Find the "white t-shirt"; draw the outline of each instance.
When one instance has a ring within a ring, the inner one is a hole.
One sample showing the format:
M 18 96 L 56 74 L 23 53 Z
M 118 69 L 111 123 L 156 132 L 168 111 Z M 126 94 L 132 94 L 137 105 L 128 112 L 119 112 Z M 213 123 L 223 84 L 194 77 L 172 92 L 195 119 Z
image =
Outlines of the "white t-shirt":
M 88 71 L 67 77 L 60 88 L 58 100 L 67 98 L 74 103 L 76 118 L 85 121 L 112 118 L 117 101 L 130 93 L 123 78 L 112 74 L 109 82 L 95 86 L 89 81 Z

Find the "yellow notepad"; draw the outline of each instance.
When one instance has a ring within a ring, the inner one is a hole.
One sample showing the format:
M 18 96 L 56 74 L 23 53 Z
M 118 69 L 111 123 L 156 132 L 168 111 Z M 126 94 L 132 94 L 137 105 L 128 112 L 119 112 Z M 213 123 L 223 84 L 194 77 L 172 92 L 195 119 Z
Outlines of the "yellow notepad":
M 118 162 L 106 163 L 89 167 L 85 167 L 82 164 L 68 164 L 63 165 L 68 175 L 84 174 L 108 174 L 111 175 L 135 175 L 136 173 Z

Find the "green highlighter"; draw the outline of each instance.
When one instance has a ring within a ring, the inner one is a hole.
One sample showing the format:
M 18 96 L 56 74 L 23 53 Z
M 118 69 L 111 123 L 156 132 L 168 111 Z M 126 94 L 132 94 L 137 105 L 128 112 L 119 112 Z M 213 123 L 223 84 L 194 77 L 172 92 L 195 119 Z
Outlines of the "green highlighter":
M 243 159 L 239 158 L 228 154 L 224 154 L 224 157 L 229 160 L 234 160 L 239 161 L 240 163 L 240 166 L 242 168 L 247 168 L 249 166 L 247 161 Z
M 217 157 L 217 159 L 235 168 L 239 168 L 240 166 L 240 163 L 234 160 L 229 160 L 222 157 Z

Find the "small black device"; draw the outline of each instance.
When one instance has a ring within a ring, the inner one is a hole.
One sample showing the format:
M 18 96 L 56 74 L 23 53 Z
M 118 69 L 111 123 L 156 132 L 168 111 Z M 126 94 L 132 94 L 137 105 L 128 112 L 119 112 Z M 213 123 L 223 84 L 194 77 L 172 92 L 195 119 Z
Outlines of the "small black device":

------------

- _Instructions for the task_
Could you lay out every one of the lines above as a JSON list of strings, one string per line, with blank lines omitted?

- _Final result_
[
  "Find the \"white t-shirt\"; draw the outline of each instance.",
  "When one instance has a ring within a ring, the inner one is a hole.",
  "One sample showing the format:",
  "M 18 96 L 56 74 L 23 53 Z",
  "M 118 69 L 111 123 L 156 132 L 168 111 Z M 126 94 L 132 94 L 137 105 L 128 112 L 119 112 Z M 213 123 L 223 84 L 194 77 L 172 92 L 195 119 Z",
  "image =",
  "Outlines of the \"white t-shirt\":",
  "M 88 71 L 67 77 L 60 88 L 58 100 L 67 98 L 74 103 L 76 118 L 85 121 L 112 118 L 117 101 L 130 93 L 123 78 L 112 74 L 109 82 L 95 86 L 89 81 Z",
  "Find the \"yellow notepad\"; draw the outline of each instance.",
  "When one instance has a ring within a ring, the inner one is a hole.",
  "One sample showing the format:",
  "M 18 96 L 56 74 L 23 53 Z",
  "M 118 69 L 111 123 L 156 132 L 168 111 Z M 126 94 L 132 94 L 137 105 L 128 112 L 119 112 Z M 213 123 L 223 84 L 194 77 L 172 92 L 195 119 Z",
  "Outlines of the \"yellow notepad\":",
  "M 118 162 L 106 163 L 89 167 L 85 167 L 82 164 L 68 164 L 63 165 L 68 175 L 84 174 L 108 174 L 111 175 L 135 175 L 136 173 Z",
  "Find the \"green highlighter\"; draw the outline of each instance.",
  "When one instance has a ring within a ring, the inner one is a hole.",
  "One sample showing the format:",
  "M 18 96 L 56 74 L 23 53 Z",
  "M 118 69 L 111 123 L 156 132 L 168 111 Z M 126 94 L 132 94 L 137 105 L 128 112 L 119 112 Z M 213 123 L 223 84 L 194 77 L 172 92 L 195 119 Z",
  "Outlines of the \"green highlighter\":",
  "M 243 159 L 239 158 L 228 154 L 224 154 L 224 157 L 229 160 L 234 160 L 239 161 L 240 163 L 240 166 L 242 168 L 247 168 L 249 166 L 247 161 Z",
  "M 217 157 L 217 159 L 235 168 L 239 168 L 240 166 L 240 163 L 234 160 L 229 160 L 222 157 Z",
  "Find the \"small black device\"; draw the outline of each instance.",
  "When one instance has a ring within a ring, the inner one is a hole.",
  "One sample showing the format:",
  "M 18 96 L 56 74 L 23 53 Z",
  "M 118 69 L 111 123 L 156 132 L 168 111 Z M 126 94 L 132 94 L 137 105 L 128 112 L 119 112 Z M 213 123 L 223 84 L 194 77 L 172 92 L 195 119 Z",
  "Outlines of the \"small black device\":"
]